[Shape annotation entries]
--------------------
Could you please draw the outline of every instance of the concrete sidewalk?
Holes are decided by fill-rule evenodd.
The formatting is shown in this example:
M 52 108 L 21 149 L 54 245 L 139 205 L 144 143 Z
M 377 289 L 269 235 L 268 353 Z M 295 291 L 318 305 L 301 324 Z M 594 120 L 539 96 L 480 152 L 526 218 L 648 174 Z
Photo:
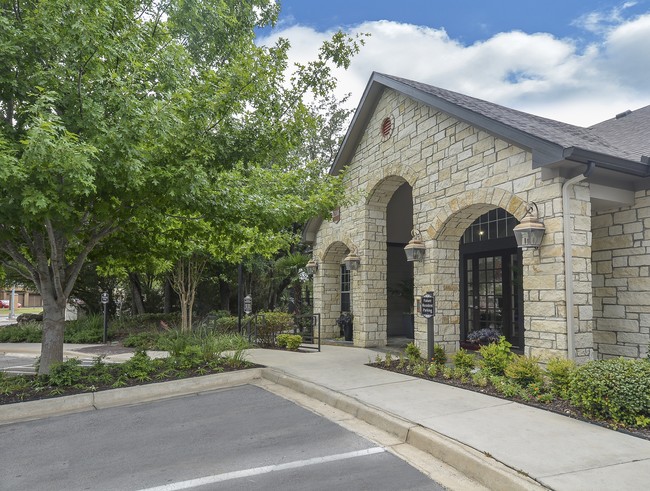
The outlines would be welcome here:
--------------------
■ **THE REQUEST**:
Reproduce the data above line for line without any alteration, omitting the pictures.

■ **PROBLEM SOLUTION**:
Could you please draw the outline of every instance of the concrete sidewalk?
Holes are decided by fill-rule evenodd.
The formatting is shown in this example:
M 52 108 L 21 149 L 54 245 L 139 205 L 144 143 Z
M 377 289 L 269 235 L 268 353 Z M 295 291 L 318 305 L 301 324 Z M 594 120 L 539 96 L 480 152 L 526 218 L 648 174 Z
Photo:
The outlines would be welcome here:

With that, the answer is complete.